++++ 주어진 줄

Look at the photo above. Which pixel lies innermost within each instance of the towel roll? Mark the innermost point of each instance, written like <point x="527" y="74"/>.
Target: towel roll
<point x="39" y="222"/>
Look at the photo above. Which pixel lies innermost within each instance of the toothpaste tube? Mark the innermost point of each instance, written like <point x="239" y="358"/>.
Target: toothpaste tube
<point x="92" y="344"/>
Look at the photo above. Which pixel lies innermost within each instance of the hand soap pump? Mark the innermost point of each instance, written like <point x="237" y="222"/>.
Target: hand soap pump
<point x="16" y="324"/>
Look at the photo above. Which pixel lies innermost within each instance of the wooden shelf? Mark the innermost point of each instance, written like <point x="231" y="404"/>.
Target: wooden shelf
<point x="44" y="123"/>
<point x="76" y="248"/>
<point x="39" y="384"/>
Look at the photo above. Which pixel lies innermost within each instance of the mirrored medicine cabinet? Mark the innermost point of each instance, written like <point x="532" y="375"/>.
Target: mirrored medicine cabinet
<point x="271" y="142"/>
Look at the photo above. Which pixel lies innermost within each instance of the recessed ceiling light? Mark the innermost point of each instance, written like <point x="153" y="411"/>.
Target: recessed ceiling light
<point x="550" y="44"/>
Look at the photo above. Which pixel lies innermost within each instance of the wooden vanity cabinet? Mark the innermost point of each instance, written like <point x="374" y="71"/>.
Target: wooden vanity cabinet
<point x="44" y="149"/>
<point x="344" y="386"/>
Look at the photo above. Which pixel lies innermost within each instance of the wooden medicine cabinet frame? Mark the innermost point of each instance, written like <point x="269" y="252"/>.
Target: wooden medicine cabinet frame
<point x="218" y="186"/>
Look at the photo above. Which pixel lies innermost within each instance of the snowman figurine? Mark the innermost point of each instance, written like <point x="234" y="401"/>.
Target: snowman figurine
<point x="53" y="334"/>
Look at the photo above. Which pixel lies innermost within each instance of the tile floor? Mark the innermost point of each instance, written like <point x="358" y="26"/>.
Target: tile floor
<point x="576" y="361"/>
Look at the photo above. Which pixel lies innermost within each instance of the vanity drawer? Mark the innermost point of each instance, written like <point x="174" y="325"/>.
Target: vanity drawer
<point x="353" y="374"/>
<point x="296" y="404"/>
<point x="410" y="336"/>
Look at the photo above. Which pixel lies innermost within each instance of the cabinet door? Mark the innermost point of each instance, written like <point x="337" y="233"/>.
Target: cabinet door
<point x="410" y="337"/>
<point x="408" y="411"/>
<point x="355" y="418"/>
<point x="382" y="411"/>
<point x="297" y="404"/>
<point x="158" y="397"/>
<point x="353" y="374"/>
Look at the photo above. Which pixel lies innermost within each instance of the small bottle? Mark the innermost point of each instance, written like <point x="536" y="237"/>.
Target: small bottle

++++++++

* 할 일
위의 줄을 처음부터 끝까지 한 글자도 바꾸지 말고 다시 입력해 주세요.

* 풀이 결과
Look at the photo above. Which pixel lies innermost within each instance of the towel roll? Mark the innermost point of each instance, written like <point x="527" y="74"/>.
Target: towel roll
<point x="39" y="222"/>
Look at the photo above. Which pixel lies innermost within each instance of the toothpaste tube? Mark the innermost point of each instance, written like <point x="239" y="358"/>.
Target: toothpaste tube
<point x="92" y="344"/>
Look at the photo above. Which pixel lies innermost within each instance of the hand soap pump? Mark the innermost point of each instance, written like <point x="237" y="222"/>.
Target: hand soap pump
<point x="16" y="324"/>
Look at the photo above. Which pixel lies innermost within each instance of the wooden shelf? Mark the innermost point of each instance, written like <point x="231" y="404"/>.
Target: wooden shelf
<point x="44" y="123"/>
<point x="76" y="248"/>
<point x="39" y="384"/>
Look at the photo above. Which pixel lies innermost within each instance of the mirrored medicine cabinet? Mark the innermost point of each instance, written like <point x="532" y="375"/>.
Target: mirrored medicine cabinet
<point x="271" y="142"/>
Look at the photo above. Which pixel lies innermost within each instance of the recessed ceiling light? Mark the innermost point of each instance, written like <point x="153" y="411"/>.
Target: recessed ceiling light
<point x="550" y="44"/>
Look at the photo above. Which pixel lies innermost within each instance of the wooden vanity cabinet? Mark the innermost point of each instance, written like <point x="374" y="71"/>.
Target: wooden vanity cabinet
<point x="44" y="149"/>
<point x="344" y="386"/>
Look at the photo above. Which pixel lies innermost within each instance of the wooden medicine cabinet frame? Mark the innermost point of each instance, written like <point x="269" y="252"/>.
Target: wooden medicine cabinet frame
<point x="218" y="186"/>
Look at the photo above. Which pixel lies innermost within each instance of the snowman figurine? Mark the innermost point of each instance, written like <point x="234" y="401"/>.
Target: snowman figurine
<point x="53" y="334"/>
Look at the photo above. Which pixel lies innermost within each instance of the tile floor? Mark the innermost point of each instance, written like <point x="358" y="26"/>.
Target: tile floor
<point x="576" y="361"/>
Look at the photo above. Which pixel lies innermost within each instance of the vanity drawer? Mark the innermost point of each instance, written like <point x="174" y="325"/>.
Target: vanity drawer
<point x="353" y="374"/>
<point x="296" y="404"/>
<point x="410" y="336"/>
Look at the photo above. Which pixel lies innermost within each instance of the cabinet door? Mark the innermost point of each instance, written like <point x="337" y="233"/>.
Target: cabinet door
<point x="410" y="337"/>
<point x="408" y="411"/>
<point x="355" y="418"/>
<point x="382" y="411"/>
<point x="297" y="404"/>
<point x="158" y="397"/>
<point x="353" y="374"/>
Look at the photo above. Which pixel lies innermost within each instance of the small bottle? Mark the innermost point of each instance, written like <point x="536" y="237"/>.
Target: small bottle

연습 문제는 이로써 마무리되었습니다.